TASK -> The line holding "One keypoint belongs on each instance. Indicate the white van" and every line after it through the end of the entries below: retype these exactly and nothing more.

(Saved entries)
>>>>>

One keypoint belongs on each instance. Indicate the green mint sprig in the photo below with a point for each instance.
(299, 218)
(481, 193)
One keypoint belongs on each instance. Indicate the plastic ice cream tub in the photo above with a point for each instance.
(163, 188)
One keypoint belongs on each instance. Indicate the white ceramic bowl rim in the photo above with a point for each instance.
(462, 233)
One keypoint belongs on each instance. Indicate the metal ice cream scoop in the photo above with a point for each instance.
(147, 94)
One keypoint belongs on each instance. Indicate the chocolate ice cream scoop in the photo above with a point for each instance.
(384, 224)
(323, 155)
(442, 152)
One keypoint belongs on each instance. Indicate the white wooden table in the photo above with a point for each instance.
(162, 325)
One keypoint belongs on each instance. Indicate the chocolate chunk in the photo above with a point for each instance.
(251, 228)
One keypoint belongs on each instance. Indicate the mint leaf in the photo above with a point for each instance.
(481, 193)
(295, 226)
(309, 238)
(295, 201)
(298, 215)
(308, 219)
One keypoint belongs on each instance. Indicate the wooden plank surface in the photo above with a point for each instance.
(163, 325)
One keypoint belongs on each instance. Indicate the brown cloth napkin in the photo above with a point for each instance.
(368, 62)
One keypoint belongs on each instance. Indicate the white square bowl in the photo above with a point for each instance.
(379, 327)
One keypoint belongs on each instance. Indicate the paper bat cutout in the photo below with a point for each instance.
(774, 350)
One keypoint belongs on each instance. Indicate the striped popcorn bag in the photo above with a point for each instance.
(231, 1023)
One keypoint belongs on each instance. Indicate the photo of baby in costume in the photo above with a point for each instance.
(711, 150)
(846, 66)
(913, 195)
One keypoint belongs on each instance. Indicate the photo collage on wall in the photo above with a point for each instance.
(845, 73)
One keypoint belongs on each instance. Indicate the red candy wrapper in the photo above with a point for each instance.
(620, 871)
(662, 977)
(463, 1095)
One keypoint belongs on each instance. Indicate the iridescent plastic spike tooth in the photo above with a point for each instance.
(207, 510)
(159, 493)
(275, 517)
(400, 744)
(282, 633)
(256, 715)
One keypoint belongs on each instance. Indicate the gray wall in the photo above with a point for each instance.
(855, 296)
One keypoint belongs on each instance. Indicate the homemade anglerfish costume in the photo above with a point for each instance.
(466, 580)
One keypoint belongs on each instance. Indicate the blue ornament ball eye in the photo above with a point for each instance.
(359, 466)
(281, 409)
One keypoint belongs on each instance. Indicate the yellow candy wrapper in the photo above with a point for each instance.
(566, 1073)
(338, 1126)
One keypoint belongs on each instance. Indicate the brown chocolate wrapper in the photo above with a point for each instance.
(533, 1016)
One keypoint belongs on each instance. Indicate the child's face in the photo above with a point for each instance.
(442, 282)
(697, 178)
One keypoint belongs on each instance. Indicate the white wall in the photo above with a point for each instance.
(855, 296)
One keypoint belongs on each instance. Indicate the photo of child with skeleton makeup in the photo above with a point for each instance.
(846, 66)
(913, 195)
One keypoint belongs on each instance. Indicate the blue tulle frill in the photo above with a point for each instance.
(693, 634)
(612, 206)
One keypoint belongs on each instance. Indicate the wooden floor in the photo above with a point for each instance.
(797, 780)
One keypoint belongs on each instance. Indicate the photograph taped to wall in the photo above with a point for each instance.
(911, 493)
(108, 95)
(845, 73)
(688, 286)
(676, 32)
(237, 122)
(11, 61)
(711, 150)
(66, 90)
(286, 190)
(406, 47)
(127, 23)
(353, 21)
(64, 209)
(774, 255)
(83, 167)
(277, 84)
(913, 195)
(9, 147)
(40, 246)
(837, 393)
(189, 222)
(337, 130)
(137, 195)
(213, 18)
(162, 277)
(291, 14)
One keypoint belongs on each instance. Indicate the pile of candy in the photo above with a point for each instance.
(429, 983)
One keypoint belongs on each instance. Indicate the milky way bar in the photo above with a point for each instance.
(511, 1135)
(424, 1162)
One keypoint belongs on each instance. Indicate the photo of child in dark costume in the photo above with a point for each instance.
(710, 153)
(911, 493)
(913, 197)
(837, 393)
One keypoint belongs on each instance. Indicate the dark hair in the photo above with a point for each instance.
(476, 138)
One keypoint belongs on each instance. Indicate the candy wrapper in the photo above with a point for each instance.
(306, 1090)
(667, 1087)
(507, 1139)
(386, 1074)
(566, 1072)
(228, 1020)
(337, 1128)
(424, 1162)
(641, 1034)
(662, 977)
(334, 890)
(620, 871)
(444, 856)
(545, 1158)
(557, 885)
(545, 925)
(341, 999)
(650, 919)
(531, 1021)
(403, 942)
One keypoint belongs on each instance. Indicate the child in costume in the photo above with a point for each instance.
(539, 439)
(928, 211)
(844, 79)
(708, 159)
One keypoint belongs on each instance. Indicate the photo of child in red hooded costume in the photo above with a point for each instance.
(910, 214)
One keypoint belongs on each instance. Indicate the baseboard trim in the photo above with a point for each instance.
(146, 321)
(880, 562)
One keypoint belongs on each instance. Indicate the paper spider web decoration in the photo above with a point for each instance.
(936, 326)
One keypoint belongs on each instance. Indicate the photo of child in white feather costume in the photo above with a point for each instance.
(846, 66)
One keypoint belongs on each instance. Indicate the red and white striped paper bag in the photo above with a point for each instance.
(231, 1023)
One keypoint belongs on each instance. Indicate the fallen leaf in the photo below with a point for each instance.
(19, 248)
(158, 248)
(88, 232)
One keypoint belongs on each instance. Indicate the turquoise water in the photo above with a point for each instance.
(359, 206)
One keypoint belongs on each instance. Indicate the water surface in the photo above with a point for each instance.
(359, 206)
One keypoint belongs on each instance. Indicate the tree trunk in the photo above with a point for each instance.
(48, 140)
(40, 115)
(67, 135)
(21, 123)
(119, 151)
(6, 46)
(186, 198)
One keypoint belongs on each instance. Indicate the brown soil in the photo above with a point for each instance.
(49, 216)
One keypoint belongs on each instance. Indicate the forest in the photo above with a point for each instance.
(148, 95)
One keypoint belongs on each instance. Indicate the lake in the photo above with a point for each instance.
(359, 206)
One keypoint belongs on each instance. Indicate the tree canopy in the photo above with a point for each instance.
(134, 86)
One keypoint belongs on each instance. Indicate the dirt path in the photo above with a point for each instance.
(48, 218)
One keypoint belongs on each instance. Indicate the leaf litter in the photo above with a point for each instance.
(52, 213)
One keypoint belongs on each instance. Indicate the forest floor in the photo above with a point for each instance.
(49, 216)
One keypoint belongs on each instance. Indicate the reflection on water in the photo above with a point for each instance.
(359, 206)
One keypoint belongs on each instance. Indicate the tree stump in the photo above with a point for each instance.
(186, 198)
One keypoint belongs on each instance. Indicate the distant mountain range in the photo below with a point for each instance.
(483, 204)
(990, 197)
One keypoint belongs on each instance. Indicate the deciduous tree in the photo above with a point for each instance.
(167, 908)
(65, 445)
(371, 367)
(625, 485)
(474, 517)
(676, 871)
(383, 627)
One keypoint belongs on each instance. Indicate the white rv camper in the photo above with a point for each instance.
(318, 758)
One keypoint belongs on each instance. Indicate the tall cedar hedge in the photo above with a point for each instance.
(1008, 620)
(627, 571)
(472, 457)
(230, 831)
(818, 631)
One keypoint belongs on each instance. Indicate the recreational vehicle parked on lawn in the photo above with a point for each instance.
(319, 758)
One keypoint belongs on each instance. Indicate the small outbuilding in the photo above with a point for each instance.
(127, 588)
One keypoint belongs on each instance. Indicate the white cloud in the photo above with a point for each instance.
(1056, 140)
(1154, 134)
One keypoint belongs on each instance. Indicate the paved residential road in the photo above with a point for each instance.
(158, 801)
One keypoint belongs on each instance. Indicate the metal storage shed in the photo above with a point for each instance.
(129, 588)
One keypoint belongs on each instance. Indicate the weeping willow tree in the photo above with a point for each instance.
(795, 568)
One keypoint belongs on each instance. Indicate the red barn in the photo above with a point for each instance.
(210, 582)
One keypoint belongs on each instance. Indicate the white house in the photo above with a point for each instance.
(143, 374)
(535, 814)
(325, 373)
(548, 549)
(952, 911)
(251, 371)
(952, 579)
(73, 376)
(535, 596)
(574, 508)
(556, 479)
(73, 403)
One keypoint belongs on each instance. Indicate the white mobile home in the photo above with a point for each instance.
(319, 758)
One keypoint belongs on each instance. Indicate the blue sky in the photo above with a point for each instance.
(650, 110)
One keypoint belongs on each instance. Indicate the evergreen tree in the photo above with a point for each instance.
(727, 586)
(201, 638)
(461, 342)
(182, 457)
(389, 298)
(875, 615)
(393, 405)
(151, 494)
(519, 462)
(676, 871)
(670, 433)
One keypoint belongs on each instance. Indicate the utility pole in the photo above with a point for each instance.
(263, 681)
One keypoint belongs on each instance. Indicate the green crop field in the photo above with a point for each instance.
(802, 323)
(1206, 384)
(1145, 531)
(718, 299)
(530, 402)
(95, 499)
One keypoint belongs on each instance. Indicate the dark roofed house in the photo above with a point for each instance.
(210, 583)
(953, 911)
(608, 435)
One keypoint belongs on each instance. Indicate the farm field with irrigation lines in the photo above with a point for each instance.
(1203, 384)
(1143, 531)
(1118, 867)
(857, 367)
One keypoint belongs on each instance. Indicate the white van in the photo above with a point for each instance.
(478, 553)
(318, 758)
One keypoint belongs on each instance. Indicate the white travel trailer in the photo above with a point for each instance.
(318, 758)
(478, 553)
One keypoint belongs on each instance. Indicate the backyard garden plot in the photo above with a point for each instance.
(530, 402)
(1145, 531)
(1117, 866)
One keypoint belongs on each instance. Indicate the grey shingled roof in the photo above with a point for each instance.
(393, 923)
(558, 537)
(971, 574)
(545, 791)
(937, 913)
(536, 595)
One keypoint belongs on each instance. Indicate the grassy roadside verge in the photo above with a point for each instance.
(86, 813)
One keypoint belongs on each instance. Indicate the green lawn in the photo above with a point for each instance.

<<<<<

EXERCISE RESULT ->
One keypoint belongs on each instance. Indicate the white van in the photo above with a point for each instance.
(478, 553)
(318, 758)
One keypoint belongs on each instance. Indicate the white travel trailer in the photo above with a point for each instance.
(318, 758)
(478, 553)
One keypoint belongs on each instance. Indicate the backyard garden plot in the photo above with a point for each instance.
(530, 402)
(1145, 531)
(1117, 866)
One keypoint belongs on each instance. Indicate the grey shingled roof in the photo above with a point for each instance.
(393, 923)
(558, 537)
(971, 574)
(545, 791)
(937, 913)
(536, 595)
One keypoint belongs on each instance. Indicate the grassy roadside verge in the photo above with a point for each instance.
(86, 813)
One keypoint belongs on each instance. Indicate the green lawn in the photo above with a point for each instance.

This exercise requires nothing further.